Tasks to complete -
**1.** Answer these questions about the Aneesh Kapil biography:
(a) How many runs did Kapil score, and from how many balls, in his List A game against Yorkshire in May 2011?
(b) What bowling figures did he record in the T20 match against Northamptonshire on 29 June 2011?
(c) By what margin did Worcestershire lose the first-class match against Lancashire in August 2011?
**2.** Write the next part of the Aneesh Kapil biography, picking up after its final sentence.

Aneesh Kapil (born 3 August 1993) is an English first-class cricketer who has played for Worcestershire County Cricket Club and Surrey. A right-handed batsman and right-hand fast-medium pace bowler he made his first-class debut for Worcestershire against Sussex in August 2011.

County career
Kapil's first competitive appearance for Worcestershire came in a List A game against Yorkshire in May 2011. He scored 44 from 55 balls, ending up second top scorer for Worcestershire as they posted a disappointing 155. Kapil bowled 5 overs in the reply going for 21 in a seven wicket defeat. Kapil made his Twenty20 debut in June 2011 playing against Lancashire in an 8-run loss at Old Trafford. On 29 June 2011, Kapil played in a T20 match against Northamptonshire, Kapil claimed 3 wickets for 9 runs restricting Northamptonshire to 129 as Worcestershire won by 6 wickets. In July 2011, Kapil played in five youth one-day Internationals for England U-19. His best performances came in the second and fifth games. In the first Youth ODI Kapil starred with the ball taking 4 wickets for 36 as England won by six wickets. In the fifth ODI, Kapil scored 54 runs from 45 balls in a one-wicket loss for England. Kapil played in a first-class match against Lancashire in August 2011; he took 3 wickets and scored 31 in the match as Worcestershire lost by 98 runs.

Extracted records -

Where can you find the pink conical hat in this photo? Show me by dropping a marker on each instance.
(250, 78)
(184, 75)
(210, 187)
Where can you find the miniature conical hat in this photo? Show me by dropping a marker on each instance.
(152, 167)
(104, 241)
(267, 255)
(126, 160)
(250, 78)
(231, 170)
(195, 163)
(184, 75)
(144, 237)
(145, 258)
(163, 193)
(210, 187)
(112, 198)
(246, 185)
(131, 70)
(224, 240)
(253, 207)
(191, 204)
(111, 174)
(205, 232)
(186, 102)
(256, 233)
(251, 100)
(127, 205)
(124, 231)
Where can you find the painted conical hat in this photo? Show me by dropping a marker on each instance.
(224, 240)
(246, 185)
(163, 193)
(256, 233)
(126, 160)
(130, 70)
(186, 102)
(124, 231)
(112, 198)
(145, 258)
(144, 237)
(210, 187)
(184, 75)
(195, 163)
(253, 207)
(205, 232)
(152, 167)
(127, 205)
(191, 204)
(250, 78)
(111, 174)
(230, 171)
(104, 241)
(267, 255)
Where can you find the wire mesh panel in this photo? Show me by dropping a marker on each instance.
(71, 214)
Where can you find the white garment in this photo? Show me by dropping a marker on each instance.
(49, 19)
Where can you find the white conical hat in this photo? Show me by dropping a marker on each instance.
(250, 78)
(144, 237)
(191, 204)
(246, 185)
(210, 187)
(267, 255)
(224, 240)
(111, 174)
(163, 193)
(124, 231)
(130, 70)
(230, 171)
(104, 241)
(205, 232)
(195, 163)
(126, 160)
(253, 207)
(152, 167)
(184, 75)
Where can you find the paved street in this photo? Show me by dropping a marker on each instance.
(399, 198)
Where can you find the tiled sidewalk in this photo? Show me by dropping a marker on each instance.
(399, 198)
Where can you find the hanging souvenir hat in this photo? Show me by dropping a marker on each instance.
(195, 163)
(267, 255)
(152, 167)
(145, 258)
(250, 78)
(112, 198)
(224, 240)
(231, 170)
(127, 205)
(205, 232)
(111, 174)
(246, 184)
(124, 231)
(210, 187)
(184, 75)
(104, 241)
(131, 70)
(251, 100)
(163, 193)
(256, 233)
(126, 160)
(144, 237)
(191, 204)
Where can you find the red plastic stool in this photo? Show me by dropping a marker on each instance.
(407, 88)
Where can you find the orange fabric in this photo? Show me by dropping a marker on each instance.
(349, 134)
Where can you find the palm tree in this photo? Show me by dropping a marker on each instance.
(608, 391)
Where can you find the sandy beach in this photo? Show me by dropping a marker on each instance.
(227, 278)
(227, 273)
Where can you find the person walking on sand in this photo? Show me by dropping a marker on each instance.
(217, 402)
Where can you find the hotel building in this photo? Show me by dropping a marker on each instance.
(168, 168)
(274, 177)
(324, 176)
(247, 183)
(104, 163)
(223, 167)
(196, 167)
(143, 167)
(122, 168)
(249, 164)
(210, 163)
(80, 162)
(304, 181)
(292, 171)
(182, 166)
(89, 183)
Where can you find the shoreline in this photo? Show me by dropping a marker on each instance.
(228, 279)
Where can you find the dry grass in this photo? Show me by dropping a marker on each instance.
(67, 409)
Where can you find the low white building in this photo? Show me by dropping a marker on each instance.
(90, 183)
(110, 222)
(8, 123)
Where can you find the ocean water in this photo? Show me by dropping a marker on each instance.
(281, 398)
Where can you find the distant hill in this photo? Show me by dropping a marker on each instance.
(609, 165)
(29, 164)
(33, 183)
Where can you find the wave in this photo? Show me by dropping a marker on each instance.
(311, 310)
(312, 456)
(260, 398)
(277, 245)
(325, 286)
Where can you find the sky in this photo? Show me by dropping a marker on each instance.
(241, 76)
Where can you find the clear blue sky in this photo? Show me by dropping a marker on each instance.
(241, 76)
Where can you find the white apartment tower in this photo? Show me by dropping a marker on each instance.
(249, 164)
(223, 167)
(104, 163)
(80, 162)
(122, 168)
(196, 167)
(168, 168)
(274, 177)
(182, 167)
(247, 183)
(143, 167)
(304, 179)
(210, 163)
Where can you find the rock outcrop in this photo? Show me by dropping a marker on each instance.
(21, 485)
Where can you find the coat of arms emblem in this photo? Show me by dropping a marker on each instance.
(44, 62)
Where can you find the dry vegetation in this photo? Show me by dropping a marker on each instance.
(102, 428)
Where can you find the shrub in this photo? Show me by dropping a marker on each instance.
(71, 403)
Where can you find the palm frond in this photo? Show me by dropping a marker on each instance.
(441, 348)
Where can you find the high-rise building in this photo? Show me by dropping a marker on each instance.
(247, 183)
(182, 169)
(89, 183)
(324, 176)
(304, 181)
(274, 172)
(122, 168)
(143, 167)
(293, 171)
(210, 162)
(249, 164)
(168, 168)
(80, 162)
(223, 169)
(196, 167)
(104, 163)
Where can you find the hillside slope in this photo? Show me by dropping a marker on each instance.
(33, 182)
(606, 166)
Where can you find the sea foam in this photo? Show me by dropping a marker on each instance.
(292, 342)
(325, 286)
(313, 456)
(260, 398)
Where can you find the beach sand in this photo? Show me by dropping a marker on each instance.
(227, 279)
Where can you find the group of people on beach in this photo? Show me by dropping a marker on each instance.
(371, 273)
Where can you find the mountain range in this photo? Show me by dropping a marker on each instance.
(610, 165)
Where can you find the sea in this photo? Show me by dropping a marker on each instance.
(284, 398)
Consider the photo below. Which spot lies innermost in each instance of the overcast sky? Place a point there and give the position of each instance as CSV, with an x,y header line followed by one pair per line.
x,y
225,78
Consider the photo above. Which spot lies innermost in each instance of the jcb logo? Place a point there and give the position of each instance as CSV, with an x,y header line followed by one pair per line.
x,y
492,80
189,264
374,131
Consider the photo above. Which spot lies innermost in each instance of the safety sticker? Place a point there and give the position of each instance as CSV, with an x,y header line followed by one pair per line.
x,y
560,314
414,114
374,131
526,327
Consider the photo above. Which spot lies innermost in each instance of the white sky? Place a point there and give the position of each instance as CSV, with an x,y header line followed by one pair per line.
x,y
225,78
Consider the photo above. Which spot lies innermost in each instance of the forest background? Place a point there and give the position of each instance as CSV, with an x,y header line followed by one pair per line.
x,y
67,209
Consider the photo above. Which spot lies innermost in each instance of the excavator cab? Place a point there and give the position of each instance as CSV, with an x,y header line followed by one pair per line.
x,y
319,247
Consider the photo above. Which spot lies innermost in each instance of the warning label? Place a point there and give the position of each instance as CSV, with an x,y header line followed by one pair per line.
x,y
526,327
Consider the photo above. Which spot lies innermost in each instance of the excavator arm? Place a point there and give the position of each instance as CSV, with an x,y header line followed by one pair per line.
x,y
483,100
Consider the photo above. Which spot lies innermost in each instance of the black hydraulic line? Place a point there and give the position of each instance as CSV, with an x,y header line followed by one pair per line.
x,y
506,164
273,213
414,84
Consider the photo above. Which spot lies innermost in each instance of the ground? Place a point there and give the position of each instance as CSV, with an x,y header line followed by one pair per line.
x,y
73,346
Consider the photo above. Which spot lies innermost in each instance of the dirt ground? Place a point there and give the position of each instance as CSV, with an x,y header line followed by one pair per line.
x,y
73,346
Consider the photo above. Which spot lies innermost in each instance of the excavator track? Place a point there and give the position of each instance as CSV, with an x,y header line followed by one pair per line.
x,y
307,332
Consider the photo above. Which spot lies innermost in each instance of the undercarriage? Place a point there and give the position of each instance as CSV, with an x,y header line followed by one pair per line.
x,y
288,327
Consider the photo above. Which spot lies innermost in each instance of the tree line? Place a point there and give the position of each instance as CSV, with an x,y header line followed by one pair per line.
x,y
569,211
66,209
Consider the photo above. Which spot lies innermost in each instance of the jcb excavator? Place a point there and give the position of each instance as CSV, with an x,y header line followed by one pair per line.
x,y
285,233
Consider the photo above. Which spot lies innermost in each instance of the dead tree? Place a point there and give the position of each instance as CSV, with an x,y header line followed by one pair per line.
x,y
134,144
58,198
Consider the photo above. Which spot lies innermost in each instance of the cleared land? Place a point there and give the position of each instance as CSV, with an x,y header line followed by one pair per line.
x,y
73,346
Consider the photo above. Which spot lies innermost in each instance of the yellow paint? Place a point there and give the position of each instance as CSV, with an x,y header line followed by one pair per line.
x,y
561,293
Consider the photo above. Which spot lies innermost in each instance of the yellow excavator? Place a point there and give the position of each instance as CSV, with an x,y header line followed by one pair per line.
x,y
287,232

Responses by task -
**1.**
(a) He scored 44 runs from 55 balls.
(b) He took 3 wickets for 9 runs.
(c) Worcestershire lost by 98 runs.

**2.**
Kapil and Worcestershire were unable to come to an agreement on a contract extension, allegedly due to unrealistic wage demands,  and Kapil left Worcestershire at the end of the 2013 season.

In April 2014 Kapil joined Surrey on a trial. He played in the second eleven championship match against Gloucestershire at Bristol and two one day second eleven trophy matches against Gloucestershire and Sussex at Bristol and Horsham respectively. He was then registered by Surrey and made his first-class debut for the County at Canterbury on 4 May against Kent. He scored his maiden first class century against New Zealand A that same year. After an impressive 2014 season he was rewarded a contract extension. He  is playing for Sussex 2nd XI as of June 2019.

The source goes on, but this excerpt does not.